→ **Problem**: Please copy the records below word for word, keeping every line as it appears.

[Part of a data file]
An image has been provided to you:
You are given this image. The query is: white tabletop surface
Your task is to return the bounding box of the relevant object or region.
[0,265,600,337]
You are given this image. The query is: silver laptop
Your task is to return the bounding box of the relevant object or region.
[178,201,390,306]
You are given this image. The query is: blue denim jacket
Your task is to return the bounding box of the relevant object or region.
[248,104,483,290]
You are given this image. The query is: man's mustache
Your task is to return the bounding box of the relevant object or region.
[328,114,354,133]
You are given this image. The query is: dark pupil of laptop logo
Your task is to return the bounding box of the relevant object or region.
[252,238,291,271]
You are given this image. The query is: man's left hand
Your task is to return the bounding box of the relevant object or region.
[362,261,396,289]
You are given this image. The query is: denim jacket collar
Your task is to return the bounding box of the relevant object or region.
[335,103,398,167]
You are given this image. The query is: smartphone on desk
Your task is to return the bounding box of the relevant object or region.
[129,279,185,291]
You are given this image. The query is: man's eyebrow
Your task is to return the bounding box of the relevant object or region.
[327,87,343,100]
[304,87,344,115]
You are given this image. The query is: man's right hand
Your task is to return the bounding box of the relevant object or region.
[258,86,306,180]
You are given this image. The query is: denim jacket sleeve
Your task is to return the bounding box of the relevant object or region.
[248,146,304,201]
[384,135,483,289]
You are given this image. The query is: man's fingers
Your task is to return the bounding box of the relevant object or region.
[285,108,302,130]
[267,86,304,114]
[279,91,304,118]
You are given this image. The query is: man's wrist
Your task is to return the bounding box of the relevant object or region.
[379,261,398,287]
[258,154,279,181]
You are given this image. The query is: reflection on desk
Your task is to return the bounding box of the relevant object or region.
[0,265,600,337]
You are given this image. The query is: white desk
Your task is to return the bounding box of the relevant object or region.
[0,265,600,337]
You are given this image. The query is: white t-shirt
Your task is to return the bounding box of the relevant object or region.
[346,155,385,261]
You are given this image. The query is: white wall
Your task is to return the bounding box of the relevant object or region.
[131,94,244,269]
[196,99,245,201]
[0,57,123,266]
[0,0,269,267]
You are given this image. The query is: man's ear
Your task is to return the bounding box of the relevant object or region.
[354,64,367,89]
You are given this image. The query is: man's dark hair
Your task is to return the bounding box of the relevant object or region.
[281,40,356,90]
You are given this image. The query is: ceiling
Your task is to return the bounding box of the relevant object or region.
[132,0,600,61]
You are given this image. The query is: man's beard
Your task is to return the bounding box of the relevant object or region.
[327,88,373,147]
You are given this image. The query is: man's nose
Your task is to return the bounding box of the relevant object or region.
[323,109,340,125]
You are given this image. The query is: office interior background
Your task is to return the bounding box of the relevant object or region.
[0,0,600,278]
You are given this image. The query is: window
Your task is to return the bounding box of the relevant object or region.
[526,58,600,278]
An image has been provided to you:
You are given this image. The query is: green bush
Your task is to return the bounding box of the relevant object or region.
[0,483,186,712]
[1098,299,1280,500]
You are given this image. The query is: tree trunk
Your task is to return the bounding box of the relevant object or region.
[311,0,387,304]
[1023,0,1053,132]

→ **Task solution**:
An image has been provided to you:
You are given this image. The query is: white tabletop surface
Your task is to return the bounding box of the relevant object or region.
[0,265,600,337]
You are given this image. The query is: silver laptop
Your task is to return the bounding box of the relevant object or region.
[178,201,390,306]
You are given this image. The query is: blue denim jacket
Your task is to return the bounding box of the relevant object or region.
[248,104,483,290]
You are given this image. The query is: man's mustache
Your task is to return the bounding box of the relevant object or region.
[328,114,354,133]
You are given this image. The query is: dark pupil of laptop logo
Your task is to return the bounding box of the relevant object or region.
[252,238,291,271]
You are given this image. The query is: man's left hand
Your task is to return the bounding box of the relevant object or region.
[362,261,396,289]
You are given this image. The query is: denim jacket collar
Your task is to return the bounding box of the relevant object or region.
[335,103,398,167]
You are given this image. The query is: smartphone on desk
Your task is to return the bounding box of the relevant object or region.
[129,279,185,291]
You are given this image. The query is: man's eyebrow
Your task is to return the bounding box of the relevant object or region.
[327,87,343,100]
[304,87,344,115]
You are given this image. The query is: man's right hand
Your task is to return the bounding box of the relevant object or region.
[258,86,306,180]
You are given this image. The query is: denim jacket sleeve
Your task is to return the bounding box of the relevant object or region.
[248,146,304,201]
[384,135,483,289]
You are given this image. The query is: man's fingers
Your task is to return the bounding box of the relevant object or region.
[285,108,302,130]
[267,86,304,114]
[279,91,304,118]
You are given this image. The query is: man's wrist
Your task is to return the bounding box of the relevant object or region.
[379,261,398,287]
[258,154,279,181]
You are given this image. The query is: reflection on desk
Your task is to return the bounding box of the relevant object or region.
[0,265,600,337]
You are given this image. The query is: white desk
Your task is to return the bounding box of the relevant object or region.
[0,265,600,337]
You are given this image. The query is: white t-shirt
Your task is to return the bounding box of the relevant object or region.
[346,155,385,261]
You are given this image. The query is: white wall
Your task is to return the bounding box of the relevant object or region.
[131,94,244,269]
[196,99,245,201]
[0,57,123,266]
[0,0,269,267]
You are given this image. The query is: man's ear
Your task is to return the bounding box of the relevant object or region.
[354,64,367,89]
You are given this image. The query is: man's dark hair
Your task is to return the bounding box of the relevant object or region.
[281,40,356,90]
You are given this image. The query is: ceiling
Your task is to return the bounding box of the relevant object or region.
[132,0,600,61]
You are given this image. The query is: man's beard
Your task is to return the bounding box of the relevant object or region.
[327,88,373,147]
You are given this image. The query is: man's nose
Your task is to return the bounding box of the relevant object or region.
[323,109,340,125]
You are given this image. The query is: office interior background
Your task is to return the bounding box of the relevant object or region.
[0,0,600,278]
You are given this image. The query is: window
Your task is to return the bounding box of the relevant object or region.
[526,58,600,278]
An image has been provided to you:
You are given this image. The query is: green bush
Your task is to return the bounding box of the relevant object or region.
[0,483,186,712]
[1098,299,1280,500]
You are given this image. The query is: tree trunk
Your task is to return the bounding box of the relevant object or region.
[311,0,387,304]
[1023,0,1053,132]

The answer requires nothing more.